Items from a data source:

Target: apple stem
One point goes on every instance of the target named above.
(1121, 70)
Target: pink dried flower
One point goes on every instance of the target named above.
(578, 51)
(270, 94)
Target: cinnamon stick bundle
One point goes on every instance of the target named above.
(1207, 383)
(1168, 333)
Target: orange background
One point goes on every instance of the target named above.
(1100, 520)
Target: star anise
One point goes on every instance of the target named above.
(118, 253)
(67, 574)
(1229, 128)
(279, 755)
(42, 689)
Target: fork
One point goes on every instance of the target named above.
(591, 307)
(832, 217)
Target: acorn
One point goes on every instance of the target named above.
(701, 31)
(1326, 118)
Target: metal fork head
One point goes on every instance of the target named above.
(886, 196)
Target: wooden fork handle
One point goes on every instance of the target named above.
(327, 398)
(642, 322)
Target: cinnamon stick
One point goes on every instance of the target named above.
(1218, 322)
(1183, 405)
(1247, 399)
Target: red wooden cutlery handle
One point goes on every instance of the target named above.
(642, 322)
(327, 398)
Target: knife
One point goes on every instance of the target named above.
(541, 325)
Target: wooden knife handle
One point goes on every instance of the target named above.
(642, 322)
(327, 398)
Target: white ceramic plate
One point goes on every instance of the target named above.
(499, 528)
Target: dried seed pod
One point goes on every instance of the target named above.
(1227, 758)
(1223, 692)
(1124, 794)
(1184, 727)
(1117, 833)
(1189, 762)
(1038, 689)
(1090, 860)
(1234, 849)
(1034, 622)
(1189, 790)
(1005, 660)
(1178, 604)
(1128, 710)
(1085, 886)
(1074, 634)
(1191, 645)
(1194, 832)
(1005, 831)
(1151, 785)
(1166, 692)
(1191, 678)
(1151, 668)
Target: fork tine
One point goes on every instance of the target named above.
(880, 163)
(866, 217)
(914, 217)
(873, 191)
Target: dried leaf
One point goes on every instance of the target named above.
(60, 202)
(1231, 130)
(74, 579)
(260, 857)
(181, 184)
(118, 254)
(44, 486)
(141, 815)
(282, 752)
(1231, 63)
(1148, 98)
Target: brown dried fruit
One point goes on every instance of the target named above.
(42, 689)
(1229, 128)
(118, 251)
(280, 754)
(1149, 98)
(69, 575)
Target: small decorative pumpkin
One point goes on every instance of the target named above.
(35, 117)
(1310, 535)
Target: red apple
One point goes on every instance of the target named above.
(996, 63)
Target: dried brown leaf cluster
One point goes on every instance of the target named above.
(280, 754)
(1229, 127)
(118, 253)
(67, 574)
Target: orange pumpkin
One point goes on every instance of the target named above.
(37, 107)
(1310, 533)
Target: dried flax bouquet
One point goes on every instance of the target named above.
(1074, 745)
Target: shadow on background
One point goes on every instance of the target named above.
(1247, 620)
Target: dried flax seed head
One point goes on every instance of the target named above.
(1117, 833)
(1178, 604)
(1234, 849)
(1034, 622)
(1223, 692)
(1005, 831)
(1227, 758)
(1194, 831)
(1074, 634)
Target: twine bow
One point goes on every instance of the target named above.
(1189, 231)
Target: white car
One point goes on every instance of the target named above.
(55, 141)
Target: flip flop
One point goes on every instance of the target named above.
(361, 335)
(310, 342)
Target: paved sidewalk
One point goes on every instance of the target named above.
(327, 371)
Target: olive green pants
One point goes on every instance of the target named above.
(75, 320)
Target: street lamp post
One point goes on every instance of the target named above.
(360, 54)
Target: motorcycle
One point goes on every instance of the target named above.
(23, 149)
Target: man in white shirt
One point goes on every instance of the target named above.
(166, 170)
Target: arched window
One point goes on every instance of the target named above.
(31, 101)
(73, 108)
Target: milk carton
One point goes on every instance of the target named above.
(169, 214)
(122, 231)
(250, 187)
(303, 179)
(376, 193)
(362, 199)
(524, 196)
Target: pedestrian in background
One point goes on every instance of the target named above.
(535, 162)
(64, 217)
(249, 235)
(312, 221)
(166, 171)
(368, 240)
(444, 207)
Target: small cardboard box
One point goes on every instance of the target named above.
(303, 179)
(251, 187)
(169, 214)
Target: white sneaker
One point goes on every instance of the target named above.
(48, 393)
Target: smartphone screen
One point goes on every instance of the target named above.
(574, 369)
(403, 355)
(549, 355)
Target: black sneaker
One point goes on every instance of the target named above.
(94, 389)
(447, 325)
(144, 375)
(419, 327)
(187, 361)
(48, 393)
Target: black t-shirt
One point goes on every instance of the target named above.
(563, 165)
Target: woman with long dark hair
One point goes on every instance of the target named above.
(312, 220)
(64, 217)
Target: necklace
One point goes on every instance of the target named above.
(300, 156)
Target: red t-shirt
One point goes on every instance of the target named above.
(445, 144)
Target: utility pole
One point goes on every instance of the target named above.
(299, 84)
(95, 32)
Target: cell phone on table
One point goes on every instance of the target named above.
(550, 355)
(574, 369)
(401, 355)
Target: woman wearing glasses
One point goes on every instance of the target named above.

- YOUR INSTRUCTIONS -
Show every line in the records above that contains the word "black".

- ANSWER TO THE PROBLEM -
Target: black sneaker
Target: black t-shirt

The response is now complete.